> [ESTRATTO DEL DOCUMENTO]
┌──
Figlio e nipote di scultori di un certo valore, anche se di scarsa fortuna, apprese i primi rudimenti del disegno dal padre Raffaele e completò poi la sua formazione artistica, più che nella incostante frequenza all’Accademia di Roma, da autodidatta copiando gli affreschi nei Musei Vaticani e nello studio dal vero, che furono i suoi unici maestri. Dopo un primo periodo in cui, spinto da necessità economiche, si dedicò a leziosi soggetti settecenteschi, sullo stile del Fortuny, nel 1882 si indirizzò verso un verismo con intenti sociali ed umanitari di intonazione michettiana probabilmente influenzato da Carducci e D’Annunzio. 

Un soggiorno parigino nel 1889, assieme a F. P. Michetti, servì a fargli conoscere, attraverso lo studio dei paesisti francesi del ’30, un modo del tutto nuovo di ritrarre la natura con un’arte più libera e meno legata alle fredde regole accademiche ed iniziò «quell’epoca febbrile delle ricerche» che, con l’aiuto anche del calore meridionale dell’amico, cominciò a fargli amare l’arte del paesaggio dal vero, aderendo al gruppo costiano In Arte Libertas. Nella sua vastissima produzione pittorica ritrasse, con grande amore e sensibilità, numerosi paesaggi dell’Agro e delle Paludi pontine, animali, nudi, figure ed immagini familiari.
└──
> [DATI DI LAVORO]
┌──
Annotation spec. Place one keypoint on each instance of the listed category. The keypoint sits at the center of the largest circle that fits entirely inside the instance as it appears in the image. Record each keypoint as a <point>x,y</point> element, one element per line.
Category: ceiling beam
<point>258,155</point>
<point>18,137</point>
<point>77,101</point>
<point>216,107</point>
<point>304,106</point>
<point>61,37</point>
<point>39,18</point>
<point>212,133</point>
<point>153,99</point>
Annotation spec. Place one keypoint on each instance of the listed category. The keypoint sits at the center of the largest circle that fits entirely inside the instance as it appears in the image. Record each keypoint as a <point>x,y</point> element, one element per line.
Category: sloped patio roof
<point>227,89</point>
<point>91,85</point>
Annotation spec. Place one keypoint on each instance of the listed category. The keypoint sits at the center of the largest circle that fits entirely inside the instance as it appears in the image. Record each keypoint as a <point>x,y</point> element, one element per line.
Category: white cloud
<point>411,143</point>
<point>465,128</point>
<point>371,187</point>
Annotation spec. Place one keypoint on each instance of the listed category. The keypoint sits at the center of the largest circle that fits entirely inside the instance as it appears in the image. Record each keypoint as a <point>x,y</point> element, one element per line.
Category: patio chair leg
└──
┌──
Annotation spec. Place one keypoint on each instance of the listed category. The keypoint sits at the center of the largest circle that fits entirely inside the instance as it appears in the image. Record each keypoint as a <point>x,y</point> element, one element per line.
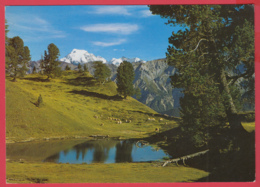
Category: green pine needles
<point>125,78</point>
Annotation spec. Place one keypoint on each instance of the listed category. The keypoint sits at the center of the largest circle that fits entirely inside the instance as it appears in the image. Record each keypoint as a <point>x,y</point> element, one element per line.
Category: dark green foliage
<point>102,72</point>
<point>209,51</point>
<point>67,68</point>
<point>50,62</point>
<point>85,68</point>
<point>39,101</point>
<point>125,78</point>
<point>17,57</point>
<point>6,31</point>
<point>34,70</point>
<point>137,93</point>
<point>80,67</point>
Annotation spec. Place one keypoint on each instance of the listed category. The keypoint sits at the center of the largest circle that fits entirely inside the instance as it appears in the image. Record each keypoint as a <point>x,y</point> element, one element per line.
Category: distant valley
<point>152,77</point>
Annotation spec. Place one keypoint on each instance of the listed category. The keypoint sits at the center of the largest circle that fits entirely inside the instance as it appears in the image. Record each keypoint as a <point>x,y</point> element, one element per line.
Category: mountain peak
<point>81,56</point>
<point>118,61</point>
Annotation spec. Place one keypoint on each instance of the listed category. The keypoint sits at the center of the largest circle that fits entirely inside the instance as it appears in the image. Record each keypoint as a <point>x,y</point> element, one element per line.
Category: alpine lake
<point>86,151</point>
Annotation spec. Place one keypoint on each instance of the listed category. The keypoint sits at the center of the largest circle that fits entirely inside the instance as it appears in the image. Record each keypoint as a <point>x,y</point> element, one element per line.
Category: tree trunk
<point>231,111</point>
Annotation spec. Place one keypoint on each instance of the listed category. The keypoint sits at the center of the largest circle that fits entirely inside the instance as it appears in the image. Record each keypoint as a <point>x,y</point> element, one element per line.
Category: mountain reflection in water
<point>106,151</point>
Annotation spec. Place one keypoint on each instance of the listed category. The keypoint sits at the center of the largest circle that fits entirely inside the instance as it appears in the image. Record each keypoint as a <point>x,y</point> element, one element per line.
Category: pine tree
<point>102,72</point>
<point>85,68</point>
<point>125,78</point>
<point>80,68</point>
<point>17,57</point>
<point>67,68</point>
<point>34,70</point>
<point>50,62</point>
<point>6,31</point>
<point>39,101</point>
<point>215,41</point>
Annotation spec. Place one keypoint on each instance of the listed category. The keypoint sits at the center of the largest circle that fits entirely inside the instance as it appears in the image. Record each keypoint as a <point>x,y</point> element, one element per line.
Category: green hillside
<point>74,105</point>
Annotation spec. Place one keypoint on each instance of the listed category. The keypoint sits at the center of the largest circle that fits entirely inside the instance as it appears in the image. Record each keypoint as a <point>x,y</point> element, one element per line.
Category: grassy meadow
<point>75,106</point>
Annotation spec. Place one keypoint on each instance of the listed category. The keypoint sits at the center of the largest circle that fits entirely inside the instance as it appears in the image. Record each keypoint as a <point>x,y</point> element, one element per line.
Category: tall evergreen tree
└──
┌──
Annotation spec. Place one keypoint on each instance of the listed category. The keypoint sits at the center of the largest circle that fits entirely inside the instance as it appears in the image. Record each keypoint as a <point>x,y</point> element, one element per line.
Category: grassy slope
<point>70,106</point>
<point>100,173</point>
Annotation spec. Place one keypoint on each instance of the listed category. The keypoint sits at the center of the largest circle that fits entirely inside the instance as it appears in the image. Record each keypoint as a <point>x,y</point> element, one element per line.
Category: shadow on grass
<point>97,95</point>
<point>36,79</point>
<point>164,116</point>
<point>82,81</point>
└──
> [ISTRUZIONI DI LAVORO]
- a) Rispondi a queste domande sull'estratto dedicato al pittore:
(i) Da chi apprese i primi rudimenti del disegno?
(ii) In quale anno si indirizzò verso un verismo con intenti sociali e umanitari?
(iii) Con chi soggiornò a Parigi nel 1889?
- b) Individua nei record tutte le righe che contengono la parola "mountain" e riportale.
L'estratto e i record hanno origini diverse.

> [RISPOSTE DATE]
- a)
(i) Dal padre Raffaele.
(ii) Nel 1882.
(iii) Con F. P. Michetti.

- b)
Category: mountain peak
Category: mountain reflection in water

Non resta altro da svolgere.